● **Given instruction 1**:
Name every video game title that appears in the article below, including its header.

● **Article**:
········
Super Mario 3D World

Quite frankly, Nintendo is putting the rest of this industry to shame. It’s almost funny that the company we associated with abandoning its core and what made it special a few years back are the same company that comes along to remind us of what we, as consumers, deserve. What’s stopping Nintendo forking out Mario Kart 2k15? Or The Legend of Zelda: Brotherhood? Nothing. What benefit is there to Nintendo for them to cram their games with an obscene amount of surplus content, secrets and bonus levels on disc, when other companies strip back further on their already non-existence of anything substantial in favour of “Season Passes?” None. And yet, what are Nintendo saying to the industry? No.

Nintendo aren’t the Beatles of video games any longer, they’re the Beethoven. And I was terrified. Terrified they were losing relevance, sinking in amongst the sea of yearly releases, of “cinematic” experiences, and puncturing their own platform with a shift in focus, leaving those that adored it adrift.
········
● **Given instruction 2**:
How many lines of the listing below contain the word "trunk"? Give only the number.
········
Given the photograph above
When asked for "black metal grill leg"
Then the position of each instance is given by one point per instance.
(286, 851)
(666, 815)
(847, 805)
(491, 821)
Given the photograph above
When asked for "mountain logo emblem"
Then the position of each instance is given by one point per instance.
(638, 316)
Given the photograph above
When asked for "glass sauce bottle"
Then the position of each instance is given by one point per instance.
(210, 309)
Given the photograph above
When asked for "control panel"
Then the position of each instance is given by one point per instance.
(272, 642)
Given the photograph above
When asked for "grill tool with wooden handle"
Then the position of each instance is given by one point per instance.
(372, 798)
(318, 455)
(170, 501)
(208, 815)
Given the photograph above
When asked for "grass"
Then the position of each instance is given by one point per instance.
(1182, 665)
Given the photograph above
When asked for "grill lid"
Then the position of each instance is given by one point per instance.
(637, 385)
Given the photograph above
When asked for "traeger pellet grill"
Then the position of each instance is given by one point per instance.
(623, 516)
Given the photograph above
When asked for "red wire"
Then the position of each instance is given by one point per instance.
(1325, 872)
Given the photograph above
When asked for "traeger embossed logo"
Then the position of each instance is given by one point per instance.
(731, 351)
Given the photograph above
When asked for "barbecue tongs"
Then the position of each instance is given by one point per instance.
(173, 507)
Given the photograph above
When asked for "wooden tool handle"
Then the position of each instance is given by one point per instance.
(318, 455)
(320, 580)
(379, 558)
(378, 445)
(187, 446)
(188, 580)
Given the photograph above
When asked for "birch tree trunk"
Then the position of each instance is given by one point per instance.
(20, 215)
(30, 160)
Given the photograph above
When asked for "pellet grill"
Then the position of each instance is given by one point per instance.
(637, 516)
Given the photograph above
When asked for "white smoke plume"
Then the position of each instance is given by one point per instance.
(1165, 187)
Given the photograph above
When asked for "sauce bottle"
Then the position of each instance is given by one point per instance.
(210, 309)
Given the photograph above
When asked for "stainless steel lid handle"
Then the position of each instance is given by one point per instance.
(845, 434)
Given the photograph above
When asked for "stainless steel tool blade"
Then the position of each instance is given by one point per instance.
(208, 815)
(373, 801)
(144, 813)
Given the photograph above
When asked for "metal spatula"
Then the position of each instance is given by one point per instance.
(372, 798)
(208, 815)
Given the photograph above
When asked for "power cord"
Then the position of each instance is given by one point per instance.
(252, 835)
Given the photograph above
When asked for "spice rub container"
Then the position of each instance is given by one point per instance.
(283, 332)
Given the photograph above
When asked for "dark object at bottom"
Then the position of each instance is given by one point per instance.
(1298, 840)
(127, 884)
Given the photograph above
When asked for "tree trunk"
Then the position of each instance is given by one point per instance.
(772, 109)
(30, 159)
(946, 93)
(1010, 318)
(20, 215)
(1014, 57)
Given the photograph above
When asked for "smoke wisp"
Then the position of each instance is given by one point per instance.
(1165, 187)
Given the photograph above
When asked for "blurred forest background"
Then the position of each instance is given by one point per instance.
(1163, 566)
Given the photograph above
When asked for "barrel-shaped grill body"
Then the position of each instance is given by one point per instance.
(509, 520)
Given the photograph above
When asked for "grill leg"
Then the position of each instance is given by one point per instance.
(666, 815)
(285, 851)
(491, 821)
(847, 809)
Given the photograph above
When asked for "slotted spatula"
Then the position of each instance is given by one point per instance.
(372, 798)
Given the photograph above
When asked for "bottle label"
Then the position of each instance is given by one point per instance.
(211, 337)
········
● **Exercise solution 1**:
Super Mario 3D World
Mario Kart 2k15
The Legend of Zelda: Brotherhood

● **Exercise solution 2**:
2